** Opening Dataset excerpts block **

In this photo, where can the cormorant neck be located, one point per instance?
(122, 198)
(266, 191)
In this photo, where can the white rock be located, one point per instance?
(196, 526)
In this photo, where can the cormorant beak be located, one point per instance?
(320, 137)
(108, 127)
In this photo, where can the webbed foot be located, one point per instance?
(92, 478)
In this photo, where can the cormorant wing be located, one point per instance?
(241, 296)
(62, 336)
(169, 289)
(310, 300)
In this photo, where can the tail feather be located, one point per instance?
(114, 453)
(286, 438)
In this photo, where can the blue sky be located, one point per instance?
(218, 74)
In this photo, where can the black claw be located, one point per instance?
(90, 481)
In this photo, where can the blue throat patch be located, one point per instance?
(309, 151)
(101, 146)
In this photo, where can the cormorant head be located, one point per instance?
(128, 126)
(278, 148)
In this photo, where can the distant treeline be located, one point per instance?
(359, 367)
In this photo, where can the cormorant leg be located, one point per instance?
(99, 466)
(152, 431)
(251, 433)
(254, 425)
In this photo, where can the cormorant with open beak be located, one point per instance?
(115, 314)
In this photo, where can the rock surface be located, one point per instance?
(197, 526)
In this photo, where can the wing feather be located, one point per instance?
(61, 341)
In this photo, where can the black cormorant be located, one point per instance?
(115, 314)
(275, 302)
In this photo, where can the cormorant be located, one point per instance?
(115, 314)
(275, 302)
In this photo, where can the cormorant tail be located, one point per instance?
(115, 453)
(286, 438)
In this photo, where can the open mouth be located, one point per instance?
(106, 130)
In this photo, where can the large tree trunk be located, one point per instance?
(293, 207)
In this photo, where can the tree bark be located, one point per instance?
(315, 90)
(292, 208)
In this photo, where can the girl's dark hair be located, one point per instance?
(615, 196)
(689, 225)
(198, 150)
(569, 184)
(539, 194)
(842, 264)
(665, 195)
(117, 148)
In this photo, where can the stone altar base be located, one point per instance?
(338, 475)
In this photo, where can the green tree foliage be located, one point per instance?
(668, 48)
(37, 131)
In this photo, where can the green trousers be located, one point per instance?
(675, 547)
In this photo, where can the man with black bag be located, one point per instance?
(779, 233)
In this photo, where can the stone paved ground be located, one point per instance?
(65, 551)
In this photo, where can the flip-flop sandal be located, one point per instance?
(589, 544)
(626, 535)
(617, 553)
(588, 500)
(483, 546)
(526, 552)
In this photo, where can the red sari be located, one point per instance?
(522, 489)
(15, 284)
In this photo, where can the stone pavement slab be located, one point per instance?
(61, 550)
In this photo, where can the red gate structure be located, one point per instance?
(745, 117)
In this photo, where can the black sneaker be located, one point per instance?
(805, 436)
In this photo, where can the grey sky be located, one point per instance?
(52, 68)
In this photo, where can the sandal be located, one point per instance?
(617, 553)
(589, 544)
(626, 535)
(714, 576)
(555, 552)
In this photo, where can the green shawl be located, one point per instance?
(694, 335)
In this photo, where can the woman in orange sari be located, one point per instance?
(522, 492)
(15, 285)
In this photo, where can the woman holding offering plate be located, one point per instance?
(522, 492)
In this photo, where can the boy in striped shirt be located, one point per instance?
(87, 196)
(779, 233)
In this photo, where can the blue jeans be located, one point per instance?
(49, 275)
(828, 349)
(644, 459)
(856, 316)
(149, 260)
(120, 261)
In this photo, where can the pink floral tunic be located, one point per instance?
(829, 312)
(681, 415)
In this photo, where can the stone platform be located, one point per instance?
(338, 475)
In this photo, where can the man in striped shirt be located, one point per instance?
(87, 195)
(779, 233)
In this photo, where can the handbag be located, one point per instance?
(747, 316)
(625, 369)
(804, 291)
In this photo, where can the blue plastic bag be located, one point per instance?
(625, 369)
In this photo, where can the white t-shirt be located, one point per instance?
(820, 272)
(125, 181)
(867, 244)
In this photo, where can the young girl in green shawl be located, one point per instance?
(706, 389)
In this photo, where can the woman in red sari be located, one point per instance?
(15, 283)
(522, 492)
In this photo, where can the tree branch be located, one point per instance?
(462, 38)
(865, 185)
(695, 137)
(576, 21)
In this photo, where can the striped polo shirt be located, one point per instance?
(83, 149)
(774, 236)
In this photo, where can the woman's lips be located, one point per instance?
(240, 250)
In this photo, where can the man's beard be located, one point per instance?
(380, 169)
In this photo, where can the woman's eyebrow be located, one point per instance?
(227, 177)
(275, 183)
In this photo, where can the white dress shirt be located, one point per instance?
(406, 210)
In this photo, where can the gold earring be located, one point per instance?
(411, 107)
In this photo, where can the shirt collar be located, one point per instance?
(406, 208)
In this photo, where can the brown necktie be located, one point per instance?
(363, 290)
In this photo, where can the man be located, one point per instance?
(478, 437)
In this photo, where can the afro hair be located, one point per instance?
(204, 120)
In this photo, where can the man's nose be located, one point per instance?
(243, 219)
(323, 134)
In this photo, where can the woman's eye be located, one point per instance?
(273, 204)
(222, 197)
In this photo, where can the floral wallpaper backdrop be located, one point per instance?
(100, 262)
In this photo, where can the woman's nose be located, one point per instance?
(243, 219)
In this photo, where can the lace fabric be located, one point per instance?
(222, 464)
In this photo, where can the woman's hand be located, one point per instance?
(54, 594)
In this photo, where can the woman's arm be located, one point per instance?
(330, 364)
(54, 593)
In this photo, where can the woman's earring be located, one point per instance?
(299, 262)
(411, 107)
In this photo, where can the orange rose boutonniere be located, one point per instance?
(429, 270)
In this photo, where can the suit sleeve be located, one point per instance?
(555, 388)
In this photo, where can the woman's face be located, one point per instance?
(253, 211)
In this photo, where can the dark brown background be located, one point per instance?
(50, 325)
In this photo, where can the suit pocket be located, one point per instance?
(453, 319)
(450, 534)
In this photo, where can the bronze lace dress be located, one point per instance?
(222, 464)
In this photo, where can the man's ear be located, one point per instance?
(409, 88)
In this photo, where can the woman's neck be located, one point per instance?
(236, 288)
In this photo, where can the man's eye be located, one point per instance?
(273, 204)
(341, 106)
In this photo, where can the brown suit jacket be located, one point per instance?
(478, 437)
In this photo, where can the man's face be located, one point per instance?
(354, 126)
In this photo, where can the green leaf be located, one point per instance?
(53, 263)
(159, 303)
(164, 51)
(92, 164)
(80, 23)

** Closing Dataset excerpts block **

Task item:
Each record above needs to be reproduced exactly as written.

Output for this task:
In this photo, where can the cormorant neck be located, one point per instance?
(122, 198)
(266, 191)
In this photo, where can the white rock be located, one point per instance?
(196, 526)
In this photo, where can the cormorant beak be located, one point per instance?
(320, 137)
(108, 127)
In this photo, where can the webbed foot be located, one point per instance?
(92, 478)
In this photo, where can the cormorant wing be located, one point per instance?
(241, 296)
(62, 336)
(169, 289)
(310, 300)
In this photo, where can the tail feather be located, one point per instance?
(114, 453)
(286, 438)
In this photo, where can the blue sky be located, one point per instance?
(218, 74)
In this photo, where can the black claw be located, one point per instance?
(90, 481)
In this photo, where can the blue throat patch be located, one point per instance?
(309, 151)
(101, 146)
In this photo, where can the cormorant head be located, one point per instance?
(128, 126)
(278, 148)
In this photo, where can the distant treeline be located, one point per instance?
(359, 367)
In this photo, where can the cormorant leg be located, one point per instance?
(99, 466)
(152, 431)
(251, 433)
(254, 425)
In this photo, where can the cormorant with open beak be located, one point per instance?
(115, 314)
In this photo, where can the rock surface be located, one point per instance?
(197, 526)
In this photo, where can the wing feather be located, one point per instance?
(61, 341)
In this photo, where can the black cormorant be located, one point per instance?
(115, 314)
(275, 302)
In this photo, where can the cormorant be located, one point per instance?
(115, 314)
(275, 302)
In this photo, where can the cormorant tail be located, one point per instance?
(115, 453)
(286, 438)
In this photo, where can the open mouth be located, one point per instance?
(106, 130)
In this photo, where can the large tree trunk be located, one point per instance?
(293, 207)
In this photo, where can the tree bark be located, one point per instance?
(315, 90)
(292, 208)
In this photo, where can the girl's dark hair be located, one point per instance?
(615, 196)
(689, 225)
(198, 150)
(569, 184)
(539, 194)
(842, 264)
(665, 195)
(117, 148)
In this photo, where can the stone altar base be located, one point per instance?
(338, 475)
In this photo, where can the green tree foliage be located, one point per instance?
(668, 48)
(37, 131)
In this photo, where can the green trousers be located, one point per instance?
(675, 547)
In this photo, where can the man with black bag be located, one point per instance?
(779, 233)
In this photo, where can the stone paved ground be located, one point per instance?
(65, 551)
In this photo, where can the flip-flop sandal be located, one point per instance?
(589, 544)
(626, 535)
(617, 553)
(588, 500)
(483, 546)
(526, 552)
In this photo, where can the red sari be located, one point per instance?
(522, 489)
(15, 284)
In this photo, where can the stone pavement slab be located, one point per instance?
(61, 550)
In this photo, where can the red gate structure be located, one point per instance?
(745, 117)
In this photo, where can the black sneaker be located, one point per instance?
(805, 436)
In this photo, where can the grey sky be located, one point per instance?
(52, 68)
In this photo, where can the sandal be located, one point per instance?
(617, 553)
(589, 544)
(626, 535)
(714, 576)
(555, 552)
In this photo, where can the green shawl be located, one point per instance?
(694, 335)
In this photo, where can the woman in orange sari be located, one point per instance?
(522, 492)
(15, 285)
In this photo, where can the woman holding offering plate be located, one point per instance?
(522, 492)
In this photo, where can the boy in striped shirt be located, one point per instance?
(87, 196)
(779, 233)
In this photo, where can the blue jeans be located, one point per instance?
(49, 275)
(828, 349)
(644, 459)
(856, 316)
(149, 260)
(120, 261)
In this photo, where can the pink floral tunic be located, one point per instance?
(829, 312)
(681, 415)
In this photo, where can the stone platform be located, one point per instance?
(338, 475)
In this photo, where can the man in striped shirt be located, one point per instance?
(87, 195)
(779, 233)
In this photo, where can the handbag be located, one point per instance?
(747, 316)
(625, 369)
(804, 291)
In this photo, where can the blue plastic bag be located, one point per instance?
(625, 369)
In this photo, where can the white t-shirt be located, one point per instance?
(820, 272)
(125, 181)
(867, 244)
In this photo, where can the young girl in green shawl be located, one point per instance?
(706, 389)
In this photo, where can the woman in red sari be located, one point per instance?
(15, 283)
(522, 492)
In this photo, where can the tree branch be located, one point per instance?
(462, 38)
(865, 185)
(695, 137)
(576, 21)
In this photo, where can the striped polo shirt be located, one point per instance?
(83, 149)
(774, 236)
In this photo, where can the woman's lips be located, one point per instance?
(240, 250)
In this photo, where can the man's beard be located, one point per instance?
(380, 169)
In this photo, where can the woman's eyebrow be located, one point per instance?
(227, 177)
(275, 183)
In this photo, where can the white dress shirt be located, one point per instance?
(406, 210)
In this photo, where can the gold earring be located, one point per instance?
(411, 107)
In this photo, where can the shirt collar be located, one point per instance?
(406, 208)
In this photo, where can the brown necktie be located, one point per instance?
(363, 290)
In this photo, where can the man be located, one point per instance?
(478, 437)
In this photo, where can the afro hair be located, one point per instance?
(204, 120)
In this photo, where can the man's nose be located, one point per instance?
(243, 219)
(323, 134)
In this photo, where can the woman's eye be located, one point per instance?
(273, 204)
(222, 197)
In this photo, where can the floral wallpaper backdrop be located, one point per instance?
(100, 262)
In this photo, where can the woman's nose be located, one point per instance?
(243, 219)
In this photo, where can the lace fabric be located, one point per instance?
(222, 464)
In this photo, where can the woman's hand be located, one point per instance?
(54, 594)
In this photo, where can the woman's arm be located, one point per instance?
(330, 364)
(54, 593)
In this photo, where can the woman's earring be located, one point per instance?
(299, 262)
(411, 107)
In this photo, where can the orange rose boutonniere be located, one point per instance?
(429, 270)
In this photo, where can the suit sleeve be located, one point per instance?
(555, 388)
In this photo, where can the woman's face be located, one point per instance?
(253, 211)
In this photo, where can the dark brown background be located, one point per instance?
(50, 325)
In this photo, where can the suit pocket be located, one point per instance?
(453, 319)
(450, 534)
In this photo, where can the bronze lace dress be located, one point per instance?
(222, 464)
In this photo, where can the man's ear be located, one point per instance?
(409, 88)
In this photo, where can the woman's neck be located, one point per instance?
(236, 288)
In this photo, where can the man's eye be located, one point per instance?
(273, 204)
(341, 106)
In this photo, where can the brown suit jacket be located, one point per instance?
(478, 437)
In this photo, where can the man's face be located, one point per instance?
(354, 126)
In this photo, where can the green leaf be located, one point per instance?
(53, 263)
(159, 303)
(164, 51)
(92, 164)
(80, 23)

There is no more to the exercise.